— Start of Source data —
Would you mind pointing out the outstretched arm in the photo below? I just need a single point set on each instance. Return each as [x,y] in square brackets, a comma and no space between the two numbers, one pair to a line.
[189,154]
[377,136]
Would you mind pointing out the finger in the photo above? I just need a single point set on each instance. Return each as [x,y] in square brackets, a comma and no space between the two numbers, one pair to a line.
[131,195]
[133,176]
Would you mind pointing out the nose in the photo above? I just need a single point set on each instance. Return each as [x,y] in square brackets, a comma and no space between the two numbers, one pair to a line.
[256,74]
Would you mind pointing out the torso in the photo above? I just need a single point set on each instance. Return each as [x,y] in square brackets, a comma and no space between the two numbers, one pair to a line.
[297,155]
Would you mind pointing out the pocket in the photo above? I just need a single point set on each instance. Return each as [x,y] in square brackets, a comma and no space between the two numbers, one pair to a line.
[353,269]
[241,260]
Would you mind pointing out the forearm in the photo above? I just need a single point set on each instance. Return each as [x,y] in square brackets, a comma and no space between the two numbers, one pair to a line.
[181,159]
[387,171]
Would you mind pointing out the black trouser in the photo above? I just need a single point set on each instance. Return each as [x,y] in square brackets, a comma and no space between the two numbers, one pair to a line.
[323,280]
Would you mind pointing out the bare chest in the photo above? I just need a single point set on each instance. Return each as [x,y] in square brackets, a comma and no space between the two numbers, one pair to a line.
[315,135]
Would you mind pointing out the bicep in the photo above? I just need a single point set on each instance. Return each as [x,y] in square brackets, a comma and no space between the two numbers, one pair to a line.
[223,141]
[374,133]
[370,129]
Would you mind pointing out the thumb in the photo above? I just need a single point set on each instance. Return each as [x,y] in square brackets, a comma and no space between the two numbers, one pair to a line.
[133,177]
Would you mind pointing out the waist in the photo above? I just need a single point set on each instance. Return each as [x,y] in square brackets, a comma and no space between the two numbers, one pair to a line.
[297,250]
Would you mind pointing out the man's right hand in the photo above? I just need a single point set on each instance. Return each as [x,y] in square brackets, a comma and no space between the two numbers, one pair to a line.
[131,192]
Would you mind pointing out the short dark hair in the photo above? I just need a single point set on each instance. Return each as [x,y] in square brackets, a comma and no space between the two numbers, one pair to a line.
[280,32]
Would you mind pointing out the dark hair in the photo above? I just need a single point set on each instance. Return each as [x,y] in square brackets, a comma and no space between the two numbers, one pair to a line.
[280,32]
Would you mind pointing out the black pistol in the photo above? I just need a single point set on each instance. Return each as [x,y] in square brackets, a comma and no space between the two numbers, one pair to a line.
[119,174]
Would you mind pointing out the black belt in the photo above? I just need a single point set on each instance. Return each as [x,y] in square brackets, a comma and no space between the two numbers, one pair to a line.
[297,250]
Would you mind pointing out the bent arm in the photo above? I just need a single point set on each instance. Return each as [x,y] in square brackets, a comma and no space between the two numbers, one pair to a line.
— End of Source data —
● What is needed:
Reproduce the material above without altering a single character.

● Expected answer:
Would you mind pointing out the outstretched arm in the photo below? I just need a single point set on each instance. Return each as [x,y] in square brackets, a comma and no space between the two numbers, one pair to a line.
[189,154]
[377,136]
Would you mind pointing out the finger in the photo above? I just need a single point set on each instance. Return each as [x,y] in square brackets, a comma and no space between the two numbers, one pair to a line.
[131,195]
[133,176]
Would you mind pointing out the nose in the photo above? I just need a single point set on each instance. Return each as [x,y] in square brackets, a comma and no space between the two numbers, one pair to a line.
[256,74]
Would you mind pointing out the torso in the photo above? I just need a single point set on each instance. Return each as [x,y] in square brackets, a comma and no space between the two numbers, one pair to a line.
[297,155]
Would you mind pointing out the pocket in the photo above? I just need a single point set on each instance. Return each as [x,y] in square brackets, a comma and no space between the two numbers, one pair to a line.
[353,269]
[241,260]
Would you mind pointing out the forearm in the photo above? I just need a single point set on each instance. Return each as [x,y] in square brackets, a comma and no space between the two numbers, one pair to a line.
[181,159]
[387,171]
Would you mind pointing out the black trouser in the photo above? I just need a single point set on each instance. Return each as [x,y] in square brackets, a comma and no space between the two numbers, one pair to a line.
[323,280]
Would you mind pointing out the bare chest in the photo above? I just need a single point set on each instance. Return each as [x,y] in square brackets, a comma and no space between the two numbers, one pair to a line.
[315,135]
Would you mind pointing out the bicep in the photo above? I just need a single point set on each instance. Return each as [x,y] in square brackets, a comma and no space between the two numbers, one pair to a line.
[223,141]
[374,133]
[370,129]
Would you mind pointing out the thumb in the photo above? I just need a single point set on each instance. Return each as [x,y] in square brackets, a comma and no space between the two numbers, one pair to a line.
[133,177]
Would you mind pointing out the waist in the photo above? I just need a single point set on each instance. Return each as [x,y] in square brackets, a comma and no space between the two numbers, one pair to a line.
[297,250]
Would you mind pointing out the man's right hand in the photo above? I just need a single point set on each instance. Return each as [x,y] in square brackets, a comma and no space between the two numbers, one pair to a line.
[131,192]
Would you mind pointing out the short dark hair in the photo above? I just need a single point set on each instance. Return each as [x,y] in square brackets, a comma and no space between the two numbers, one pair to a line.
[280,32]
Would you mind pointing out the dark hair in the photo above? I just need a single point set on each instance. Return each as [x,y] in square brackets, a comma and no space between the two numbers, one pair to a line.
[280,32]
Would you mind pointing out the black pistol in the photo above? I just need a single point set on each instance. Return each as [x,y] in square brackets, a comma and no space between the two numbers, one pair to a line.
[119,174]
Would you mind pointing out the black belt in the photo above? I just need a single point set on each instance. Return each as [x,y] in square brackets, a comma and no space between the two numbers, one pair to a line.
[297,250]
Would you mind pointing out the bent arm in the photo above? I just need a single point set on each instance. Return each as [x,y] in square brackets, a comma and no space between the two numbers, one pair to a line.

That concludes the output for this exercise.